STORED RECORDS:

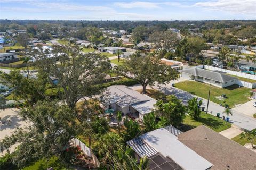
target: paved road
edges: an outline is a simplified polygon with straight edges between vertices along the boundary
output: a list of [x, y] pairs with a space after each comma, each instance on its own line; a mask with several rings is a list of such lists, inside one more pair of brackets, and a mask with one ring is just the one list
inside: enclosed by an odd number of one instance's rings
[[[193, 95], [190, 93], [181, 90], [171, 86], [172, 83], [177, 83], [177, 81], [182, 81], [182, 79], [178, 79], [175, 81], [172, 81], [167, 85], [161, 86], [160, 88], [157, 86], [153, 87], [153, 89], [157, 89], [166, 95], [174, 95], [177, 97], [181, 99], [185, 105], [187, 104], [188, 101], [193, 97], [196, 97], [195, 95]], [[134, 89], [141, 89], [141, 86], [133, 86], [131, 87]], [[207, 100], [205, 99], [198, 97], [203, 100], [203, 104], [202, 107], [205, 107], [205, 109], [207, 107]], [[245, 108], [245, 109], [246, 108]], [[210, 113], [212, 111], [212, 115], [216, 116], [217, 113], [221, 114], [221, 117], [222, 116], [226, 117], [226, 115], [223, 114], [223, 112], [225, 110], [223, 107], [220, 106], [219, 104], [217, 104], [214, 102], [209, 101], [209, 105], [208, 108], [208, 113]], [[245, 115], [237, 110], [234, 109], [233, 110], [233, 115], [230, 116], [230, 122], [234, 123], [235, 125], [243, 129], [247, 129], [251, 130], [254, 128], [256, 128], [256, 119], [252, 117]]]

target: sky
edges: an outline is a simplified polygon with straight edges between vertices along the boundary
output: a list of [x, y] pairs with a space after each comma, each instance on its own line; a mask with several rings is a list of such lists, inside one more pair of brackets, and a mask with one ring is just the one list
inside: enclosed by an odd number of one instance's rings
[[0, 19], [49, 20], [256, 19], [256, 0], [0, 0]]

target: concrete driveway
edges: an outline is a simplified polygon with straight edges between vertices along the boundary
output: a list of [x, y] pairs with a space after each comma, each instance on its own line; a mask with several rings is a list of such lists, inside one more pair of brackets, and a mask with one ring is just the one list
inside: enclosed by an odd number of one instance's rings
[[256, 102], [256, 99], [252, 100], [239, 105], [233, 108], [233, 110], [242, 113], [249, 116], [253, 117], [253, 115], [256, 113], [256, 107], [253, 106], [253, 103], [254, 102]]

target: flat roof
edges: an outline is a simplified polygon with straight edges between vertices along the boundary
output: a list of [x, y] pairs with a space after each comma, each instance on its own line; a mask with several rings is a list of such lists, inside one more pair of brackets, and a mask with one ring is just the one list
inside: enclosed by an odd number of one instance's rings
[[164, 128], [157, 129], [141, 137], [157, 151], [165, 157], [170, 157], [184, 169], [205, 170], [213, 165]]

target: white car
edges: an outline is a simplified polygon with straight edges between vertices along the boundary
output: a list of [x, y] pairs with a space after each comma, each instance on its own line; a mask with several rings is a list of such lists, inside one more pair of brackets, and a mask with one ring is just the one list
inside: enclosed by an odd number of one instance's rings
[[256, 107], [256, 102], [253, 103], [253, 106]]

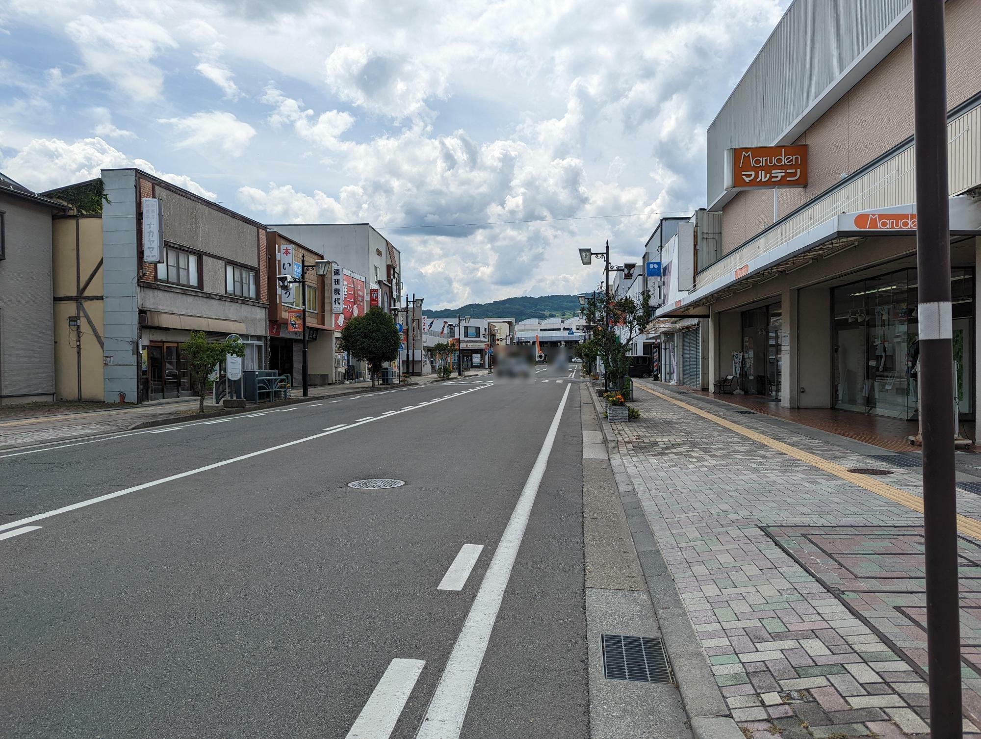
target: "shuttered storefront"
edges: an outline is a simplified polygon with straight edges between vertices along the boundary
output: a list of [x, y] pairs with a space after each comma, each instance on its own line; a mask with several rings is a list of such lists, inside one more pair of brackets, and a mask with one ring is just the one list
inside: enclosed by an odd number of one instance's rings
[[681, 335], [681, 384], [686, 388], [701, 390], [701, 357], [698, 329], [689, 329]]

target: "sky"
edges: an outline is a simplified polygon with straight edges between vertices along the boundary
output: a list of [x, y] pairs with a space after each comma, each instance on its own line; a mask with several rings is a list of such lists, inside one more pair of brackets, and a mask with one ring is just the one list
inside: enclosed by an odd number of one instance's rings
[[0, 171], [368, 222], [428, 307], [581, 292], [578, 248], [637, 261], [704, 207], [705, 131], [788, 4], [4, 0]]

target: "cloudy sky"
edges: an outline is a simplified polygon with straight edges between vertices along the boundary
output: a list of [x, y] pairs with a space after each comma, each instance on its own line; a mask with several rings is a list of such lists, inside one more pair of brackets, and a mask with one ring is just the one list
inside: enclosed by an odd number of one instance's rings
[[[578, 247], [636, 258], [704, 205], [705, 129], [788, 3], [4, 0], [0, 171], [367, 221], [434, 307], [581, 291]], [[540, 219], [579, 220], [438, 228]]]

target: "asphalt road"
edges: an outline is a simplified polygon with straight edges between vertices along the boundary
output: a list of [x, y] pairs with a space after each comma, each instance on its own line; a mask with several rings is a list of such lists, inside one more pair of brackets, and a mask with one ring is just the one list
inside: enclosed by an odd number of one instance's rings
[[[479, 377], [0, 452], [0, 537], [40, 527], [0, 540], [0, 733], [588, 736], [568, 388]], [[366, 478], [405, 485], [347, 487]]]

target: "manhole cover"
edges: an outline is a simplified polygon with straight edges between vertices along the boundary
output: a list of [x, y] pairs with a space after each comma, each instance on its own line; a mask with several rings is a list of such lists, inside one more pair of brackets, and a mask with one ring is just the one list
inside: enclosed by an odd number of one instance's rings
[[401, 488], [405, 485], [404, 480], [355, 480], [347, 483], [348, 488], [358, 490], [384, 490], [385, 488]]
[[603, 634], [603, 675], [608, 680], [672, 682], [660, 639]]

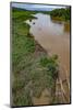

WHAT YOU ARE ASKED TO DO: Starting with the first of the lines above and ending after the line that contains "119], [252, 117]]]", both included, write out every line again, requests included, and scale each outline coordinate by 1.9, rounding to whole numbers with halves rounded up. Omit the pictures.

THE RESPONSE:
target: paved road
edges: an outline is a simplified polygon with straight edges between vertices along the boundary
output: a list of [x, y] pairs with a space after each comma, each instance on its own line; a mask with several rings is a list of such lists, inside one more pair of brackets, and a mask with one ring is just the one list
inside: enclosed by an odd number of one instance's rings
[[[367, 181], [361, 177], [344, 171], [325, 163], [327, 158], [336, 158], [336, 154], [346, 154], [346, 150], [338, 150], [333, 154], [327, 154], [317, 162], [306, 163], [304, 167], [298, 163], [291, 165], [291, 169], [298, 169], [315, 181], [331, 181], [336, 184], [344, 188], [352, 200], [355, 198], [357, 192], [367, 184], [372, 184], [371, 181]], [[255, 169], [268, 169], [268, 163], [253, 163], [249, 165]], [[393, 190], [390, 188], [376, 184], [386, 190], [386, 198], [384, 203], [390, 203], [390, 207], [393, 203]], [[466, 205], [466, 207], [467, 205]], [[399, 215], [403, 211], [403, 219], [410, 220], [412, 215], [420, 217], [420, 222], [422, 220], [429, 222], [429, 219], [424, 217], [424, 213], [428, 209], [424, 203], [418, 201], [416, 198], [412, 198], [407, 194], [397, 192], [397, 200], [395, 205], [395, 215]], [[466, 219], [450, 209], [445, 207], [443, 209], [443, 219], [437, 220], [437, 232], [445, 234], [447, 238], [462, 245], [469, 245], [477, 247], [483, 243], [486, 243], [486, 226], [479, 222]]]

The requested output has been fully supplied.